- **WORK TASK A**: According to the podcast summary about Anthropic's product team, what becomes more valuable than coding ability as AI makes code cheap?
- **WORK TASK B**: Extend the podcast summary about Anthropic's product team, beginning after its final quotation.
===== PASSAGE PROVIDED =====
Lenny's Podcast

How Anthropic’s product team moves faster than anyone else | Cat Wu (Head of Product, Claude Code)

with Cat Wu, Head of Product, Claude Code
23 Apr 2026 9 min read 1h 17m

The PM role is fundamentally changing in AI: instead of planning 6-12 month roadmaps, successful PMs now remove shipping barriers and enable features to launch weekly or daily. Product taste—deciding what to build—becomes more valuable than coding ability as AI makes code cheap; this requires hiring engineers with strong taste and a culture that eliminates friction from idea to launch.

Cat Wu
“the timelines for a lot of our product features have gone down from 6 months to 1 month and sometimes to even 1 day.”
Explaining how AI acceleration has compressed product cycles at Anthropic
▶ 5:37
Cat Wu
“as code becomes much cheaper to write, the thing that becomes more valuable is deciding what to write.”
===== PROVIDED INFORMATION =====
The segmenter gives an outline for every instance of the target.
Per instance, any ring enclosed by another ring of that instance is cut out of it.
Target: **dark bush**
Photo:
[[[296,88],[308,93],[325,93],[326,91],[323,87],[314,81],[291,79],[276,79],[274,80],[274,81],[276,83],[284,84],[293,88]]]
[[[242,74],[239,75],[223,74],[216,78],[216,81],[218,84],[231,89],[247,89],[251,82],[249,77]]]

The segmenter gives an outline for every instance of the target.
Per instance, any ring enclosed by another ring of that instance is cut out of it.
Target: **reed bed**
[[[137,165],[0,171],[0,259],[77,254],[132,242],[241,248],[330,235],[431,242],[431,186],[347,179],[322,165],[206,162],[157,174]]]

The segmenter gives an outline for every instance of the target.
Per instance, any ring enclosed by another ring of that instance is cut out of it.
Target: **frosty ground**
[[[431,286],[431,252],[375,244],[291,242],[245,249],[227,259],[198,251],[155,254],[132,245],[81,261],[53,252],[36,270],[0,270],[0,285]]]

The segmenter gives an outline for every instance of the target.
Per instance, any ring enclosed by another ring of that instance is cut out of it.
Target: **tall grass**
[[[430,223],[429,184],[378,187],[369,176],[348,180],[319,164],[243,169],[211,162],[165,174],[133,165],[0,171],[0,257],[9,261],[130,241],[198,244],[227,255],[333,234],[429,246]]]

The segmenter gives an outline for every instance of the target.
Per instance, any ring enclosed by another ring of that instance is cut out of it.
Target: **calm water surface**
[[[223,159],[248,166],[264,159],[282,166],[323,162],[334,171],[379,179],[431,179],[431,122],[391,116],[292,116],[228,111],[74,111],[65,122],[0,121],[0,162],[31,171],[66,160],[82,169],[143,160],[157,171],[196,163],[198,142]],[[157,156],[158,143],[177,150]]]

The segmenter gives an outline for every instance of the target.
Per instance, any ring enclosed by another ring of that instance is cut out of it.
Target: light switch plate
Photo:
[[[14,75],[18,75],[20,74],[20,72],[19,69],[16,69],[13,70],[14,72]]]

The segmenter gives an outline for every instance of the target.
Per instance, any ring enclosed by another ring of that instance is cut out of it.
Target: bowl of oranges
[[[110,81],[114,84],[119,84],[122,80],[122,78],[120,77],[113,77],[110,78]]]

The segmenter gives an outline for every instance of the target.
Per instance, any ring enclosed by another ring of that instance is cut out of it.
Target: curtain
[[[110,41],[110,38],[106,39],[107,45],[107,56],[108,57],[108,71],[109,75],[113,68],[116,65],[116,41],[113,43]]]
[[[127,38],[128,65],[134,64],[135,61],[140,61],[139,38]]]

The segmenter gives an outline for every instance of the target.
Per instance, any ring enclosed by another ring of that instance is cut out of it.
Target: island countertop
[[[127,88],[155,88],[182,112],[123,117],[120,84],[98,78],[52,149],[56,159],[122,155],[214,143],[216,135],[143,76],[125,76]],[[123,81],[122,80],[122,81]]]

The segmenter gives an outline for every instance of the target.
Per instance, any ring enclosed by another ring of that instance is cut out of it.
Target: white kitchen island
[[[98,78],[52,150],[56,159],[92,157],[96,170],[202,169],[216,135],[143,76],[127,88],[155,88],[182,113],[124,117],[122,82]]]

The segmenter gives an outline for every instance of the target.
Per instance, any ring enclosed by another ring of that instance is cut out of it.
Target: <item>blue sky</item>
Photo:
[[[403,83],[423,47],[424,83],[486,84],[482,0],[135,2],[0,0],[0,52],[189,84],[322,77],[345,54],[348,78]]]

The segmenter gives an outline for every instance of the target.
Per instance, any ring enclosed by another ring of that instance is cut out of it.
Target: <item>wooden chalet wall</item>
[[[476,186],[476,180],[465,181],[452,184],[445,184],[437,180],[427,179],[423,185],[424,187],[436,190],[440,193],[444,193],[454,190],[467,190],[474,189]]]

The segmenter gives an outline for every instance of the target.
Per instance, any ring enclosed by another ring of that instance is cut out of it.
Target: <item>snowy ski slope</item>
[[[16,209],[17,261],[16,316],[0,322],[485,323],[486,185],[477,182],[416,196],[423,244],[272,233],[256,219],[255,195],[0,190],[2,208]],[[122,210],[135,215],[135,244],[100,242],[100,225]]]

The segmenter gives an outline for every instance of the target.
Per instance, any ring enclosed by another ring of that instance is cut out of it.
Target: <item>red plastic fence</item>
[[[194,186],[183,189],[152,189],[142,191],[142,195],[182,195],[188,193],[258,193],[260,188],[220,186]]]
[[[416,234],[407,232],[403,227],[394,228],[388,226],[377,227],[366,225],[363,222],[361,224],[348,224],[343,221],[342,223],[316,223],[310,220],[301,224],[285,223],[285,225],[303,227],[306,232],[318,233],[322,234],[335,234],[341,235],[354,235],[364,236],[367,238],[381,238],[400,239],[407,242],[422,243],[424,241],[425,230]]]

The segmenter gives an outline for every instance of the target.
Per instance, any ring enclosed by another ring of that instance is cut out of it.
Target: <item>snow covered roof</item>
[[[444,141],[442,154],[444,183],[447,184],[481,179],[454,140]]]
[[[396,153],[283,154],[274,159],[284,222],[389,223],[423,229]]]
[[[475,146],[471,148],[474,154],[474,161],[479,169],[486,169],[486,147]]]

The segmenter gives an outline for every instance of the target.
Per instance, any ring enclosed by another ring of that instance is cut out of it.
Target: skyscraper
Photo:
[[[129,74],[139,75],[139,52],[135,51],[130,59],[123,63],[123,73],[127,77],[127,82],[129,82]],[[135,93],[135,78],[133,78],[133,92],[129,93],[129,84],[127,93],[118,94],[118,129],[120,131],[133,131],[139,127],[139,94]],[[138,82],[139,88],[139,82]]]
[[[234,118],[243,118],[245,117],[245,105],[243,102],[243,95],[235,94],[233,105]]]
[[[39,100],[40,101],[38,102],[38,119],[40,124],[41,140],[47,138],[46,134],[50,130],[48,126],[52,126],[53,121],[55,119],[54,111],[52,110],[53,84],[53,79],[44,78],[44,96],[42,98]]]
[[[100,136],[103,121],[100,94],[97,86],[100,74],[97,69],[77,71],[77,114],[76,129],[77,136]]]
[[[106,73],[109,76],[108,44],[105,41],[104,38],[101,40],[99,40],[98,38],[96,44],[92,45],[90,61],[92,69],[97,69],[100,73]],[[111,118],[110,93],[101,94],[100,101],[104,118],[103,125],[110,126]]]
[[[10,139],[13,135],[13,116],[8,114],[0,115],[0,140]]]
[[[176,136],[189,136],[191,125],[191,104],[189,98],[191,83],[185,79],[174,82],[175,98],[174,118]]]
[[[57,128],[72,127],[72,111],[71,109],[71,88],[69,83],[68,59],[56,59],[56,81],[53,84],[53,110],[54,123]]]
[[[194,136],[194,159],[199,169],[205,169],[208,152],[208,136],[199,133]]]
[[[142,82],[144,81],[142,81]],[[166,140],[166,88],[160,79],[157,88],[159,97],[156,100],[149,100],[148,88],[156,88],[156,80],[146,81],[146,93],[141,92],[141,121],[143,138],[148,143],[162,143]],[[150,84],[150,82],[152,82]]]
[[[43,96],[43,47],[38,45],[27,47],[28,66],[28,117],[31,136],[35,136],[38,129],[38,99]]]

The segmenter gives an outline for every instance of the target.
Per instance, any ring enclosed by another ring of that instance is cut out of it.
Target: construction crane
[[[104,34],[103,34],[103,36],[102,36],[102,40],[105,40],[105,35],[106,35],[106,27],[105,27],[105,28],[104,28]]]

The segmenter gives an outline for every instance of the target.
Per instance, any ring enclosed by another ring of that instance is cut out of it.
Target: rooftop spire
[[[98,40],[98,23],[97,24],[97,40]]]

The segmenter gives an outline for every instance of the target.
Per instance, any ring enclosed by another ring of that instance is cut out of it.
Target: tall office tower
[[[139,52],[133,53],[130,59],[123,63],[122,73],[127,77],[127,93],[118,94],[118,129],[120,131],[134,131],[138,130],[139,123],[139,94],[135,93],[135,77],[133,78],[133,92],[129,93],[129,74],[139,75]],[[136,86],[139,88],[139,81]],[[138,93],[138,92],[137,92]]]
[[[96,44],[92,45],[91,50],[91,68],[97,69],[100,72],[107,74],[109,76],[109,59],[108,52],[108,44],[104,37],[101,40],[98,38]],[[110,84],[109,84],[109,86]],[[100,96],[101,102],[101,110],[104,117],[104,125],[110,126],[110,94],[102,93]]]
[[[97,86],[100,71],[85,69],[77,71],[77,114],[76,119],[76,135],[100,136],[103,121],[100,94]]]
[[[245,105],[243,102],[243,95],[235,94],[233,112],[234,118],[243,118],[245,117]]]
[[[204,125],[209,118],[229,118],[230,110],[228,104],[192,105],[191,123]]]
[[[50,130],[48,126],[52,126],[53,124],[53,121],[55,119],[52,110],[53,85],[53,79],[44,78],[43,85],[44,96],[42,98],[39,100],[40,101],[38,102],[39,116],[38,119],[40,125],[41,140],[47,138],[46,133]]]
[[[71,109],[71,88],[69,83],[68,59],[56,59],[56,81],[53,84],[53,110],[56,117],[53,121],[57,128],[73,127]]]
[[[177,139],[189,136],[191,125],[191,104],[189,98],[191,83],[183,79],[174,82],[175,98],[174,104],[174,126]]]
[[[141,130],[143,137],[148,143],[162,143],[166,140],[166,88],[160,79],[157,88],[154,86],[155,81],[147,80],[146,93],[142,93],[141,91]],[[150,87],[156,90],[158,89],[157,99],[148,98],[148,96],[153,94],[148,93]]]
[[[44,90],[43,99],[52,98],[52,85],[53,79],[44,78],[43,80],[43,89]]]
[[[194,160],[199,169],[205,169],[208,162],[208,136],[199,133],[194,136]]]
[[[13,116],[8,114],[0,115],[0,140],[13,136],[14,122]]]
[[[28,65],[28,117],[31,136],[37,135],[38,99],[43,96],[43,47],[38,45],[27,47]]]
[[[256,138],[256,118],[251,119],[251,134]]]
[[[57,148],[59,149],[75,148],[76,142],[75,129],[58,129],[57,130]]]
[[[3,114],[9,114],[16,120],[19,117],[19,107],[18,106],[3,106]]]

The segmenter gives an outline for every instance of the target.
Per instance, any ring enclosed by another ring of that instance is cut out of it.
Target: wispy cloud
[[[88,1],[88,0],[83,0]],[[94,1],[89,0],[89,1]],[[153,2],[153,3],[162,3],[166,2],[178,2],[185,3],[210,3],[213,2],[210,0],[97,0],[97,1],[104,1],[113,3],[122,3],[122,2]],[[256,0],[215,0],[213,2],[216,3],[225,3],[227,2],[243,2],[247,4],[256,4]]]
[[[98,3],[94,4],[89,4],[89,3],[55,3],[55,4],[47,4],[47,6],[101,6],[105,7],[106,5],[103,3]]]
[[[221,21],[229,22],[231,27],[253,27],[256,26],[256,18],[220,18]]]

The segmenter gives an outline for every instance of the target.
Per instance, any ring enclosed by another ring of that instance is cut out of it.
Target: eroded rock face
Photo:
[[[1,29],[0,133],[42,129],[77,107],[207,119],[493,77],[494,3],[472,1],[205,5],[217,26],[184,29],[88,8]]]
=====
- **RESPONSE A**: Product taste, meaning deciding what to build.

- **RESPONSE B**:
Answering what emerging skills PMs need in an AI-native world
▶ 18:18
Cat Wu
“We want to remove every single barrier to shipping things. We want to make sure every single person on our team feels empowered to take their idea from just an idea to like out in the world in less than a week. Sometimes even in a day.”
Describing Anthropic's core philosophy for rapid product iteration
▶ 11:26
Cat Wu
“I think humans still provide a level of common sense that the models don't. And there's like a thousand moving pieces to any product launch. Some of them are very small, but there's always a lot that could potentially go wrong.”
Addressing where human judgment remains irreplaceable even as AI capabilities advance
▶ 21:46
Cat Wu
“We hire people who care most about bringing safe AGI to all of humanity. And this is actually something that we reference frequently in our decisions about what our entire product org should focus on shipping.”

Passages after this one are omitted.